- _PASSAGE SHOWN_:
Conditional Recursion Error in Scheme, returns a string when it expects a procedure

Question

(define (toHexm h)    
(if (> h 15)
    (cond
     ((= (modulo h 16) 1) ((string-append "1" (toHexm (floor(/ h 16))))))
     ((= (modulo h 16) 2) ((string-append "2" (toHexm (floor(/ h 16))))))
     ((= (modulo h 16) 3) ((string-append "3" (toHexm (floor(/ h 16))))))
     ((= (modulo h 16) 4) ((string-append "4" (toHexm (floor(/ h 16))))))
     ((= (modulo h 16) 5) ((string-append "5" (toHexm (floor(/ h 16))))))
     ((= (modulo h 16) 6) ((string-append "6" (toHexm (floor(/ h 16))))))
     ((= (modulo h 16) 7) ((string-append "7" (toHexm (floor(/ h 16))))))
     ((= (modulo h 16) 8) ((string-append "8" (toHexm (floor(/ h 16))))))
     ((= (modulo h 16) 9) ((string-append "9" (toHexm (floor(/ h 16))))))
     ((= (modulo h 16) 10) ((string-append "A" (toHexm (floor(/ h 16))))))
     ((= (modulo h 16) 11) ((string-append "B" (toHexm (floor(/ h 16))))))
     ((= (modulo h 16) 12) ((string-append "C" (toHexm (floor(/ h 16))))))
     ((= (modulo h 16) 13) ((string-append "D" (toHexm (floor(/ h 16))))))
     ((= (modulo h 16) 14) ((string-append "E" (toHexm (floor(/ h 16))))))
     ((= (modulo h 16) 15) ((string-append "F" (toHexm (floor(/ h 16))))))
     )

    (cond
     ((= h 1) "1")
     ((= h 2) "2")
     ((= h 3) "3")
     ((= h 4) "4")
     ((= h 5) "5")
     ((= h 6) "6")
     ((= h 7) "7")

- _MATERIAL_:
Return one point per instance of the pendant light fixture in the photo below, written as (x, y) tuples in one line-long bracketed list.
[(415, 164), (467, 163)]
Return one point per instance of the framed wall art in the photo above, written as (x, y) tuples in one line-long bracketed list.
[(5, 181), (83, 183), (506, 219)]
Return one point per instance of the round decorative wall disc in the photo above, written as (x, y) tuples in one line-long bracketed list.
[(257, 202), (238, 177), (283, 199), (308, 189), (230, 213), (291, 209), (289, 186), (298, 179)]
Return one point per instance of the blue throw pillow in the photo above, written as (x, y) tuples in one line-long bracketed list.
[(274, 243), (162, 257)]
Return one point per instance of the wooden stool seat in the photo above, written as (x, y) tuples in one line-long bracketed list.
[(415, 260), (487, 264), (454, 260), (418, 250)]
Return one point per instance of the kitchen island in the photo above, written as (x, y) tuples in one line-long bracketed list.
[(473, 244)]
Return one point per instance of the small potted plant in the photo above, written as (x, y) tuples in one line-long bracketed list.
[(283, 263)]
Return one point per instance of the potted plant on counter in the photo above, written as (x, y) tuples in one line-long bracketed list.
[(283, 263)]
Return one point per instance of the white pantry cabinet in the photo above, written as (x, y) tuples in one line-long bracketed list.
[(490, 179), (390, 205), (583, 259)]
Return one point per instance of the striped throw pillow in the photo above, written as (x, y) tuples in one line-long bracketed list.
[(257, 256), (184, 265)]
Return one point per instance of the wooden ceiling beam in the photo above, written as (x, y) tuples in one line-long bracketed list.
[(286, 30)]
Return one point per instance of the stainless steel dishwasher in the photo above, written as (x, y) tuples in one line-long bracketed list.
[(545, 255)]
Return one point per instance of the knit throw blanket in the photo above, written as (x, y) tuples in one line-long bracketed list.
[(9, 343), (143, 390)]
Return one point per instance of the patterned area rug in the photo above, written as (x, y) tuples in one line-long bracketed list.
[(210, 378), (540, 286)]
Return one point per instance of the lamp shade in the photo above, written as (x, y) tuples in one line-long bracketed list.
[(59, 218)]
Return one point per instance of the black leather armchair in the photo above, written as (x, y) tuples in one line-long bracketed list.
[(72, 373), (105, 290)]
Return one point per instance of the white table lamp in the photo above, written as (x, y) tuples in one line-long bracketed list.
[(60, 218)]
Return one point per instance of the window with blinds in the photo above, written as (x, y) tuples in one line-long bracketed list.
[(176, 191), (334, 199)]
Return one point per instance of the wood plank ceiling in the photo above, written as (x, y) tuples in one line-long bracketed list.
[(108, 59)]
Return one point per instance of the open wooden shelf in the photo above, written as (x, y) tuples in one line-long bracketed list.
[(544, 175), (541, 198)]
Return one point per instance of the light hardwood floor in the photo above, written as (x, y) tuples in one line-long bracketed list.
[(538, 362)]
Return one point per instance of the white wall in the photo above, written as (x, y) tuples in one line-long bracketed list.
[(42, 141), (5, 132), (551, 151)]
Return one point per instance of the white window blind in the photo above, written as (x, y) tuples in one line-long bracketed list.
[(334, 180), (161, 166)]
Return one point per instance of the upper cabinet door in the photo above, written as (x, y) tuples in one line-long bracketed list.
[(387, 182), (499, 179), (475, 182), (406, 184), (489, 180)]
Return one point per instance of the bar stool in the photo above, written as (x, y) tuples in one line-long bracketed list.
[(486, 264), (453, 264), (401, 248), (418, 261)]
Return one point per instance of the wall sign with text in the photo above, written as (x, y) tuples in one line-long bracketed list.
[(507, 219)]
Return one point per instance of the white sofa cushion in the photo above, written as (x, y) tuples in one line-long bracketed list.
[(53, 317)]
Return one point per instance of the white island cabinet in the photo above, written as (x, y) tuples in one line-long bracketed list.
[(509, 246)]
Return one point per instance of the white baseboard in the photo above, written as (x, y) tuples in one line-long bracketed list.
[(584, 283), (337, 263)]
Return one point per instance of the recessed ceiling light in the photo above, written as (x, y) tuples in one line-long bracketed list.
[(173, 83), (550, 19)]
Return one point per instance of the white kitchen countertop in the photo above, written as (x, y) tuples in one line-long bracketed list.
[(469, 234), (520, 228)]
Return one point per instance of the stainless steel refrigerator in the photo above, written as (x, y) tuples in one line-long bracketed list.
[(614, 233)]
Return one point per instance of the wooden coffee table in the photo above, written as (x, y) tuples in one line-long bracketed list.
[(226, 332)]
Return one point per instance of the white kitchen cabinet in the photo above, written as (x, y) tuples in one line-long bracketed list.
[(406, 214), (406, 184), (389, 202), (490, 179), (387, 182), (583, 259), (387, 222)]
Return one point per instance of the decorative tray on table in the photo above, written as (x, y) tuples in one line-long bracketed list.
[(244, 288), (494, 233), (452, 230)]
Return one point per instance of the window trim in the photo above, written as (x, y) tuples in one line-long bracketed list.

- _TASK REQUIREMENTS_:
Answer these about the Scheme recursion question:
1. Per the title, what is returned when a procedure is expected?
2. What test does the `if` at the top of `toHexm` apply to `h`?
3. Which string is appended when `(modulo h 16)` equals 12?

- _OUTPUT BELOW_:
1. A string.
2. Whether `h` is greater than 15, `(> h 15)`.
3. "C"